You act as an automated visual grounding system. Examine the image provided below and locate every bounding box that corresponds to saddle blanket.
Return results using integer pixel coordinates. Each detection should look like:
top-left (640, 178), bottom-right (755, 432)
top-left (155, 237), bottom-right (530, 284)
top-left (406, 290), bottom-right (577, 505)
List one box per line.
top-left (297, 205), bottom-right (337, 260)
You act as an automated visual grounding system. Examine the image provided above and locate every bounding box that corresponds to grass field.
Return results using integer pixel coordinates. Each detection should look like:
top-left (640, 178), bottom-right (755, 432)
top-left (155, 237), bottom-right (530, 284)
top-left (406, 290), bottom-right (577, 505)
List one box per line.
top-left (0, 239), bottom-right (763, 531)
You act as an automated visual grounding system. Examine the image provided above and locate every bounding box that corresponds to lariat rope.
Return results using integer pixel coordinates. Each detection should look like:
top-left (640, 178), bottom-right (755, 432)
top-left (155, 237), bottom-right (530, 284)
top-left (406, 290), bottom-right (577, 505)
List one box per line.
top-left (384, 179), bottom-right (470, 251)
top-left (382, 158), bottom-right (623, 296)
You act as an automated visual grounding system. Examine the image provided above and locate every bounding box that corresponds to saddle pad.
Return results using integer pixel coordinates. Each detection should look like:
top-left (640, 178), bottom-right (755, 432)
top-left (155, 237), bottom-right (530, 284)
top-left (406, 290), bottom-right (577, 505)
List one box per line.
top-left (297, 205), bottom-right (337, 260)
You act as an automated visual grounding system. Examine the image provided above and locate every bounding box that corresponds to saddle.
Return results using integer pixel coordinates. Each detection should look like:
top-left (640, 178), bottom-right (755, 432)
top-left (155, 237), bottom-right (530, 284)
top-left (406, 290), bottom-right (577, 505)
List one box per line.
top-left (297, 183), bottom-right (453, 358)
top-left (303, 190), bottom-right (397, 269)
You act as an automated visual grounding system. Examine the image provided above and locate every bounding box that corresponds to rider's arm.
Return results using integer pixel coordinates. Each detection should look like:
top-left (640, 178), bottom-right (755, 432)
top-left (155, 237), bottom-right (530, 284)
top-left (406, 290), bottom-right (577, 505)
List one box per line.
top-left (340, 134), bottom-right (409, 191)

- [Assignment]
Copy every line above without altering a word.

- [Solved exercise]
You act as an automated visual grounding system. Examine the image provided below and locate every bounding box that corresponds to saddle blanket.
Return results using integer pixel coordinates. Each detection should look like:
top-left (640, 178), bottom-right (755, 432)
top-left (155, 237), bottom-right (530, 284)
top-left (406, 290), bottom-right (577, 505)
List one box per line.
top-left (297, 205), bottom-right (337, 260)
You act as an automated visual grounding system. Examine the image provided above and locate every bounding box that corresponds to grass field.
Return results using integer pixel coordinates. Each detection should look like:
top-left (640, 178), bottom-right (755, 432)
top-left (155, 237), bottom-right (530, 284)
top-left (406, 290), bottom-right (577, 505)
List one box per line.
top-left (0, 239), bottom-right (763, 531)
You act as an automated visual grounding system. Examine the image provided above and locate every bounding box that corresponds to lariat rope.
Return results using integer pixel coordinates. Each detection should look like:
top-left (640, 178), bottom-right (755, 432)
top-left (155, 237), bottom-right (530, 284)
top-left (406, 290), bottom-right (577, 505)
List one box per line.
top-left (384, 179), bottom-right (470, 251)
top-left (382, 158), bottom-right (623, 296)
You act as an automated visual grounding system. Examine the image provided above and locate every bounding box that corresponds to saddle pad.
Return results using integer pixel coordinates. Each detection should look like:
top-left (640, 178), bottom-right (755, 432)
top-left (155, 237), bottom-right (530, 284)
top-left (406, 290), bottom-right (577, 505)
List one box per line.
top-left (297, 205), bottom-right (337, 260)
You act as an automated visual grounding system. Examine the image provided above and locate every bounding box that corresponds to saddle.
Return results using integer pixel coordinates. Each detection should look like:
top-left (640, 178), bottom-right (755, 432)
top-left (155, 237), bottom-right (530, 284)
top-left (406, 290), bottom-right (577, 505)
List one box per line.
top-left (297, 183), bottom-right (453, 358)
top-left (303, 190), bottom-right (397, 269)
You act as an automated visual grounding system. Examine the image provided above and locate every bounding box that corresponds to rider's arm.
Return results using integer pixel coordinates. Each detection should look like:
top-left (640, 178), bottom-right (755, 432)
top-left (155, 237), bottom-right (530, 284)
top-left (406, 290), bottom-right (577, 505)
List one box per line.
top-left (340, 134), bottom-right (409, 191)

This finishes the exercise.